» **Work to complete**
Copy out every record exactly.

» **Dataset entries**
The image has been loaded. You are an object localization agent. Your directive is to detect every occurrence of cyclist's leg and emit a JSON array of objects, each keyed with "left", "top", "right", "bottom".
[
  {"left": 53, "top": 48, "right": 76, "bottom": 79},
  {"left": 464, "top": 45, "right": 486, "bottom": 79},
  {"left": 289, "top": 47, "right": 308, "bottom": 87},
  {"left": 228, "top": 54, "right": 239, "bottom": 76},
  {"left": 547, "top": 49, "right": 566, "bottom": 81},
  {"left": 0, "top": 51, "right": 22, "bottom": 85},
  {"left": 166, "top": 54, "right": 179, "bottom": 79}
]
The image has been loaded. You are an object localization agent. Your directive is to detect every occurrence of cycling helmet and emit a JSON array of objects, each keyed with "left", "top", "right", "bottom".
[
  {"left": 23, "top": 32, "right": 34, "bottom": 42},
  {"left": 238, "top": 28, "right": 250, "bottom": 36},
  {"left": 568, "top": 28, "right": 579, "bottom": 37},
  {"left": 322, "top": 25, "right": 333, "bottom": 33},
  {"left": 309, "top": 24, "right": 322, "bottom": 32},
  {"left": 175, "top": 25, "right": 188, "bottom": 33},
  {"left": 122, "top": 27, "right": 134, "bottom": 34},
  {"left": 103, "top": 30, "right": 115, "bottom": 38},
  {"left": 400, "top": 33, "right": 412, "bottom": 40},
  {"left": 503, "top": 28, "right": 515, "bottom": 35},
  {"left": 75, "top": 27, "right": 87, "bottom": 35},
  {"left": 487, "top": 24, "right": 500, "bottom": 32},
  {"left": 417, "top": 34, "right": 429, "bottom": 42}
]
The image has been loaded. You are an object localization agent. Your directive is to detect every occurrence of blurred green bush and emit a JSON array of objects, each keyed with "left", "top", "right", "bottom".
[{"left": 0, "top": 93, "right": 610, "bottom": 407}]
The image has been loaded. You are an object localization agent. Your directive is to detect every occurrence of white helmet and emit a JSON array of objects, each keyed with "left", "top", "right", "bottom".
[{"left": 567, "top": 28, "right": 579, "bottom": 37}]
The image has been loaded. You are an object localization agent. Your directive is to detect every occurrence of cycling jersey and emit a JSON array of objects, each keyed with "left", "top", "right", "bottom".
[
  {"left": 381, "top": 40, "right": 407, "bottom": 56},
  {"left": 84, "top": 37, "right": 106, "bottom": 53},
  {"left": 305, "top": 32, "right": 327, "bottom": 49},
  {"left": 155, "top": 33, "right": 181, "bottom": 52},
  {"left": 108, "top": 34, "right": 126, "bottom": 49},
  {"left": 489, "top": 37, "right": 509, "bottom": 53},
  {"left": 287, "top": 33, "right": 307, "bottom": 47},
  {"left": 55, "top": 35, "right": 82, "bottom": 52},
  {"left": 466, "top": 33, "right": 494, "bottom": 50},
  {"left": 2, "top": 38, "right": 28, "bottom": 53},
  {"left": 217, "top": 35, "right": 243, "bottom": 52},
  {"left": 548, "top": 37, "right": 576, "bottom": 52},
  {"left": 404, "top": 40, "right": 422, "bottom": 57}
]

» **Written answer**
The image has been loaded. You are an object localization agent. Your directive is to detect every occurrence of cyclist's leg and emit a JSON array of objects, each keyed with "left", "top", "right", "bottom".
[
  {"left": 53, "top": 48, "right": 76, "bottom": 79},
  {"left": 464, "top": 45, "right": 486, "bottom": 79},
  {"left": 289, "top": 47, "right": 308, "bottom": 87},
  {"left": 228, "top": 54, "right": 239, "bottom": 76},
  {"left": 547, "top": 49, "right": 566, "bottom": 81},
  {"left": 0, "top": 51, "right": 22, "bottom": 85},
  {"left": 166, "top": 54, "right": 179, "bottom": 79}
]
The image has been loaded. You are an object localization agent. Your directive is to detect every occurrence of cycling helmet and emit a JSON array of objects, each keyed with "left", "top", "right", "bottom".
[
  {"left": 23, "top": 32, "right": 34, "bottom": 42},
  {"left": 238, "top": 28, "right": 250, "bottom": 36},
  {"left": 568, "top": 28, "right": 579, "bottom": 37},
  {"left": 322, "top": 25, "right": 333, "bottom": 33},
  {"left": 309, "top": 24, "right": 322, "bottom": 32},
  {"left": 175, "top": 25, "right": 188, "bottom": 33},
  {"left": 122, "top": 27, "right": 134, "bottom": 34},
  {"left": 103, "top": 30, "right": 115, "bottom": 38},
  {"left": 400, "top": 33, "right": 412, "bottom": 40},
  {"left": 503, "top": 28, "right": 515, "bottom": 35},
  {"left": 75, "top": 27, "right": 87, "bottom": 35},
  {"left": 487, "top": 24, "right": 500, "bottom": 32},
  {"left": 417, "top": 34, "right": 429, "bottom": 42}
]
The image has been loaded. You are an object localization agent. Your directive is to detect every occurrence of blurred green bush and emit a JSON array of objects, each keyed with "left", "top", "right", "bottom".
[{"left": 0, "top": 93, "right": 610, "bottom": 407}]
The image has been loaded. You are an object localization agent. Your directive is to detect every occurrence of white helmet and emit a JSON array of objects, each keyed with "left", "top", "right", "bottom".
[{"left": 567, "top": 28, "right": 579, "bottom": 37}]
The image has been loaded. You are an object localization agent. Your directive is to detect every occurrence of cycling jersey and emit a JSON array of objects, each keyed with "left", "top", "right", "bottom".
[
  {"left": 381, "top": 40, "right": 407, "bottom": 56},
  {"left": 84, "top": 37, "right": 106, "bottom": 53},
  {"left": 305, "top": 32, "right": 327, "bottom": 49},
  {"left": 155, "top": 33, "right": 181, "bottom": 52},
  {"left": 108, "top": 34, "right": 126, "bottom": 49},
  {"left": 489, "top": 37, "right": 509, "bottom": 53},
  {"left": 287, "top": 33, "right": 307, "bottom": 47},
  {"left": 55, "top": 35, "right": 82, "bottom": 52},
  {"left": 466, "top": 33, "right": 494, "bottom": 50},
  {"left": 2, "top": 38, "right": 28, "bottom": 53},
  {"left": 217, "top": 35, "right": 243, "bottom": 52},
  {"left": 548, "top": 37, "right": 576, "bottom": 52},
  {"left": 404, "top": 40, "right": 422, "bottom": 57}
]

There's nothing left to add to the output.